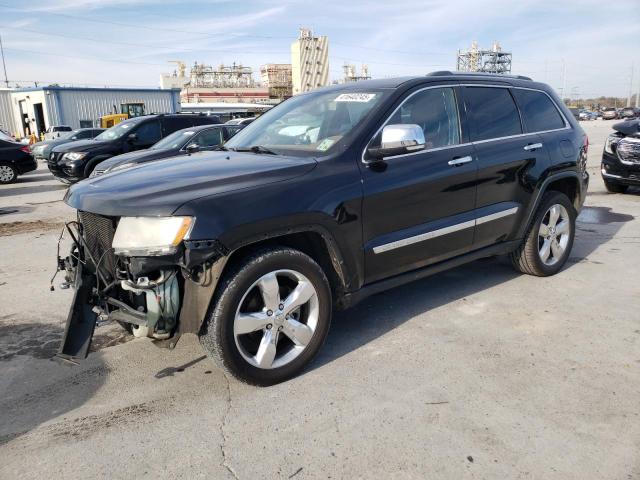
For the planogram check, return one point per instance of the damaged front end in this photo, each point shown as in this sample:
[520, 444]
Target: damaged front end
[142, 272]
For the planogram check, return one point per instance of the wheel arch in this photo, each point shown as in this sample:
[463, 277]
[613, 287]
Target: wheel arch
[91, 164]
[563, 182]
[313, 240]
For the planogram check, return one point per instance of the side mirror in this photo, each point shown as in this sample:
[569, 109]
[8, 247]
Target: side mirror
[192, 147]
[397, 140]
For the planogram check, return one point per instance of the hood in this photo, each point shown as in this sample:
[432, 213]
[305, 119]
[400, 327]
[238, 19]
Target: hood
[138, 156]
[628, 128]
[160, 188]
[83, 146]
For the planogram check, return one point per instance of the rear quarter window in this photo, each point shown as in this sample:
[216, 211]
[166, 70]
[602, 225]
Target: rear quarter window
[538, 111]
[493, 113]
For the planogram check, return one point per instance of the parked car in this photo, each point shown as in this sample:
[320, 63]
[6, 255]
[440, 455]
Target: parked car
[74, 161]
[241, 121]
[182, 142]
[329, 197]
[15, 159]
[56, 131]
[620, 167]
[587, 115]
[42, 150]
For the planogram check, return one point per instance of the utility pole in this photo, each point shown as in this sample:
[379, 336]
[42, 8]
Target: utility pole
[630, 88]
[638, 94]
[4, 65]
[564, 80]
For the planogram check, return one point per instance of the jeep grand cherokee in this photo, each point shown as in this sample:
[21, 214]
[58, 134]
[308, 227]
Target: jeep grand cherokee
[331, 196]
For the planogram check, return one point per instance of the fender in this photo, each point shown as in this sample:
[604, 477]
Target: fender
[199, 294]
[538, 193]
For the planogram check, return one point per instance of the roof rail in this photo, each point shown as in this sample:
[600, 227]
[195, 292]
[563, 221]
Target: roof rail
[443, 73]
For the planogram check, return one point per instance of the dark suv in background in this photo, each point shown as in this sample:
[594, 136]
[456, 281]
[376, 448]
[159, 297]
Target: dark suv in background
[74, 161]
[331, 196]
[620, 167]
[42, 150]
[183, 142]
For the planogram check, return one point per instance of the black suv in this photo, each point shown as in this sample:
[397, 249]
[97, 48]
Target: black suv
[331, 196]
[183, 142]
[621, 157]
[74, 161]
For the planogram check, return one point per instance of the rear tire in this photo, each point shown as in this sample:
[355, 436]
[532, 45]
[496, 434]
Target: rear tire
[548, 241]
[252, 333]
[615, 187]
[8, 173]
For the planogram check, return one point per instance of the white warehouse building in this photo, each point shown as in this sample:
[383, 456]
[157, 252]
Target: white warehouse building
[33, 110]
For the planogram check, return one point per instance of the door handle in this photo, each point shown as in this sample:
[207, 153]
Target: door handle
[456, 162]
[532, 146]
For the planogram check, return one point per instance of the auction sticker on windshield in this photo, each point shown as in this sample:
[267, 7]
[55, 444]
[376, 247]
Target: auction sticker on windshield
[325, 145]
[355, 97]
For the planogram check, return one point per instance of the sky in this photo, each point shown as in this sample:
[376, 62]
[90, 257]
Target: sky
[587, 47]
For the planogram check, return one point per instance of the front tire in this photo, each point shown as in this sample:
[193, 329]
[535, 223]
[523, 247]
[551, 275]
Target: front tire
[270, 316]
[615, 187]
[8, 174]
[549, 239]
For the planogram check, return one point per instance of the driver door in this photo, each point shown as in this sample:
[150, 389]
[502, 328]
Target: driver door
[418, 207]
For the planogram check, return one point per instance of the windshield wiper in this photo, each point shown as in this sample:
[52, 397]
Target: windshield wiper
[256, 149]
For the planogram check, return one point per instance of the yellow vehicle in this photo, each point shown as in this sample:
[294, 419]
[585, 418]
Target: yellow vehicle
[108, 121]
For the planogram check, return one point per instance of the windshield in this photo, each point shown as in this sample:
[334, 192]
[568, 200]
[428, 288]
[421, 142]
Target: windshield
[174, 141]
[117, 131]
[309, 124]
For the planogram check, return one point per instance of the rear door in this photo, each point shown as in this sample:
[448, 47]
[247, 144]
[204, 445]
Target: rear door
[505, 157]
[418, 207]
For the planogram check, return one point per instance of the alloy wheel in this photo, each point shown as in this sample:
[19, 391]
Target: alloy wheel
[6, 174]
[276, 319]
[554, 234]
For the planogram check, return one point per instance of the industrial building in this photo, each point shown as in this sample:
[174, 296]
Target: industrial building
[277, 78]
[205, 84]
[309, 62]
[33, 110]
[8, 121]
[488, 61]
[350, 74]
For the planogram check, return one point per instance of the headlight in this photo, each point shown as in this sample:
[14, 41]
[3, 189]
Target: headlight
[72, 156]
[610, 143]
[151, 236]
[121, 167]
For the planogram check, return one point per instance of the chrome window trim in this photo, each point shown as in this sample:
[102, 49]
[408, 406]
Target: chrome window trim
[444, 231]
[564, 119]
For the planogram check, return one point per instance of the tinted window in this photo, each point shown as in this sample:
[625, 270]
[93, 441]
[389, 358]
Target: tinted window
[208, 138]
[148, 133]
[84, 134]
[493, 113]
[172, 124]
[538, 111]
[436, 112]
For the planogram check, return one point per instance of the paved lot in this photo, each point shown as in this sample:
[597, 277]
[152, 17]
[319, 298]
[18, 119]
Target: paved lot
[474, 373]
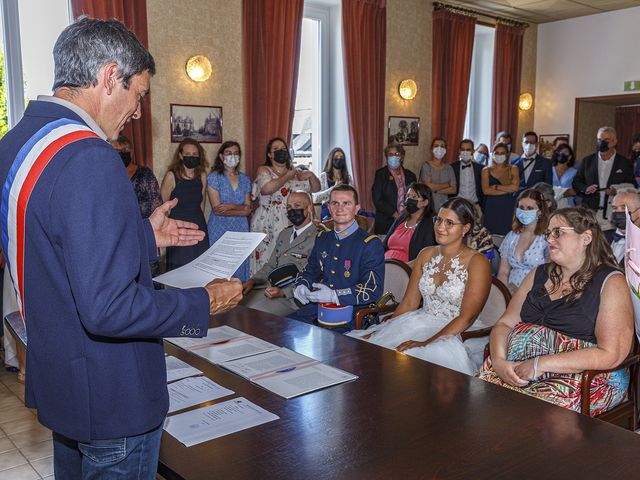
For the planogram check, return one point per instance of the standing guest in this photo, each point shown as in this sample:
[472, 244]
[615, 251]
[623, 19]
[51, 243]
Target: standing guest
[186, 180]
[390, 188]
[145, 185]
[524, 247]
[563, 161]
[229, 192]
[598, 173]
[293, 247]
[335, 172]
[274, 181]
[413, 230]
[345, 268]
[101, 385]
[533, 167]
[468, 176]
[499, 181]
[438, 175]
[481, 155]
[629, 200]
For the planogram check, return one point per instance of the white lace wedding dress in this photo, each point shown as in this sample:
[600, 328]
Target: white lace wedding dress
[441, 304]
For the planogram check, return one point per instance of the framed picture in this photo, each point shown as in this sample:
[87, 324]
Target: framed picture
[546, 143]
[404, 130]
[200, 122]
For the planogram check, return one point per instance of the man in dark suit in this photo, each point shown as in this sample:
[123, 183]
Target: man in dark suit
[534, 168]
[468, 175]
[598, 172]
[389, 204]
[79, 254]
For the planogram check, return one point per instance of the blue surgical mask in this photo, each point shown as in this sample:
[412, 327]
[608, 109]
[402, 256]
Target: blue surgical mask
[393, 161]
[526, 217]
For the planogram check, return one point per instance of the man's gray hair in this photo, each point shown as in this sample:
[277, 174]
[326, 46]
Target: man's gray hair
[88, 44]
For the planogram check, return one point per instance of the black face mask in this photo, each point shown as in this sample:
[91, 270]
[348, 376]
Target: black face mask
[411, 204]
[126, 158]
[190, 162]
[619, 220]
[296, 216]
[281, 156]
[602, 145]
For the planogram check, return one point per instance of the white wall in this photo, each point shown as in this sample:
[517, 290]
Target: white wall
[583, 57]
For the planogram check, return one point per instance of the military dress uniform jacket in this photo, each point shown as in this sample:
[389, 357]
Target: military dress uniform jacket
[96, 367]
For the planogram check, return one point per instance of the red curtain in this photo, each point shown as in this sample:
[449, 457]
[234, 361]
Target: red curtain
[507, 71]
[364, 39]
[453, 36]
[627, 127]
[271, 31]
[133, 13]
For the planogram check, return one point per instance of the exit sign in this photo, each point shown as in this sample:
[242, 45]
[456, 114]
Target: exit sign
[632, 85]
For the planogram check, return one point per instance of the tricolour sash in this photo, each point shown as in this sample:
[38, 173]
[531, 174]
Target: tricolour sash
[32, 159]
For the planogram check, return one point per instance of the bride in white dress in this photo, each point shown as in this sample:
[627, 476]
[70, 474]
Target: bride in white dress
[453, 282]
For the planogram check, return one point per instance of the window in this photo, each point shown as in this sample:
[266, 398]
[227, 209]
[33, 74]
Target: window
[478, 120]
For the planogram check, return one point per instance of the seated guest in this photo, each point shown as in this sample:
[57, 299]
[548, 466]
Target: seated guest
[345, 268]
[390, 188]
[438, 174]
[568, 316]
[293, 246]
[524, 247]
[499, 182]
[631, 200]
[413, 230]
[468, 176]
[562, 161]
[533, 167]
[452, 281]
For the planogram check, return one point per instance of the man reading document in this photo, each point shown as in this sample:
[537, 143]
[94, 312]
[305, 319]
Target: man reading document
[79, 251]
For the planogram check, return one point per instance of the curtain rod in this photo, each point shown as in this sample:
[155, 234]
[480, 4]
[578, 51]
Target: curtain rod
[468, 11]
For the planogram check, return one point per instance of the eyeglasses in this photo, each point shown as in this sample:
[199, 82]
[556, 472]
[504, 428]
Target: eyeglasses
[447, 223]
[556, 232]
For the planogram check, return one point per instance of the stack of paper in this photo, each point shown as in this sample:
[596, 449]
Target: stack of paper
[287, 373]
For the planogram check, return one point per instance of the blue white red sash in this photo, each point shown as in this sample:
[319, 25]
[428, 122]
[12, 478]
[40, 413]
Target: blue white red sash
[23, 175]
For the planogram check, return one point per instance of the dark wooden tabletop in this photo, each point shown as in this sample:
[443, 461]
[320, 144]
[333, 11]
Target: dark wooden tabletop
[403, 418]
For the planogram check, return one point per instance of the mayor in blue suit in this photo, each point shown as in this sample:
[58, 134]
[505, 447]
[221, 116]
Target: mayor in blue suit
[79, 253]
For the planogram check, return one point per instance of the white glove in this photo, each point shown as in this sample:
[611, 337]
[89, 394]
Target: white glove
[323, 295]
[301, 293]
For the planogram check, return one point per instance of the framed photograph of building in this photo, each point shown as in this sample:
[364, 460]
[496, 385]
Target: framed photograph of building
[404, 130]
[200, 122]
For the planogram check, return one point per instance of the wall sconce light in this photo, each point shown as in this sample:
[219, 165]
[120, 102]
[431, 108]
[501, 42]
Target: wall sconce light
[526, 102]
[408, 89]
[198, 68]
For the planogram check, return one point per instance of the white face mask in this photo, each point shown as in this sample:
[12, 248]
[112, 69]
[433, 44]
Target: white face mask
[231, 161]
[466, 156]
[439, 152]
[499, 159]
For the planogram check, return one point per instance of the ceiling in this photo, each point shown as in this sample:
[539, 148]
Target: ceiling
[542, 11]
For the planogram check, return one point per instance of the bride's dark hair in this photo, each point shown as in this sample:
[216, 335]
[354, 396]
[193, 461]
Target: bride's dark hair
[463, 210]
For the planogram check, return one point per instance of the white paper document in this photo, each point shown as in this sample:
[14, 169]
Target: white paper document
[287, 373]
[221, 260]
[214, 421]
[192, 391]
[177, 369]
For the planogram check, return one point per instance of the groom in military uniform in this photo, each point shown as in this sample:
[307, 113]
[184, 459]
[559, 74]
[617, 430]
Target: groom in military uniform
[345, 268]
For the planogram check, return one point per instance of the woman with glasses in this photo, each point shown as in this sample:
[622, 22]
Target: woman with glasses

### SET TASK
Can you write out, word for word, the stretch of the material above from the line containing "the framed photograph" through the end of the material, and nothing else?

### CORRECT OUTPUT
For the planogram check, return one point per instance of the framed photograph of building in this photo, each point shown as in this sample:
[364, 460]
[496, 385]
Target: framed photograph of building
[404, 130]
[200, 122]
For the planogram check, return one point per instance of the wall sconce light in this photo, each point shown as in this sample:
[219, 165]
[120, 102]
[431, 108]
[501, 42]
Target: wall sconce light
[526, 102]
[408, 89]
[198, 68]
For the planogram check, return one point per instance of the white face mask in this photo, each point shown as in this sample:
[12, 248]
[112, 69]
[433, 44]
Target: white face mask
[231, 161]
[466, 156]
[439, 152]
[499, 159]
For the planogram check, return one point per instance of the ceiling in this photo, each point shown as in this sample:
[539, 148]
Target: ceiling
[542, 11]
For the planogram check, return one point per instance of the bride's dark hair in this photo, each point shown as in this sample:
[216, 335]
[354, 396]
[193, 461]
Target: bride's dark hair
[463, 210]
For the planogram check, return one point per instance of the white paper document in this photo, each point shown as in this sample:
[14, 169]
Target: white paper document
[287, 373]
[221, 260]
[214, 421]
[192, 391]
[177, 369]
For the planogram check, return one point per instance of the groom in military uniform in this photo, each point shown as in this sample:
[307, 113]
[184, 459]
[559, 74]
[617, 430]
Target: groom in military uniform
[345, 268]
For the planogram check, return one point per instance of the woman with glasses in this photo, each point shown as in this sample:
[622, 22]
Target: woman with glasses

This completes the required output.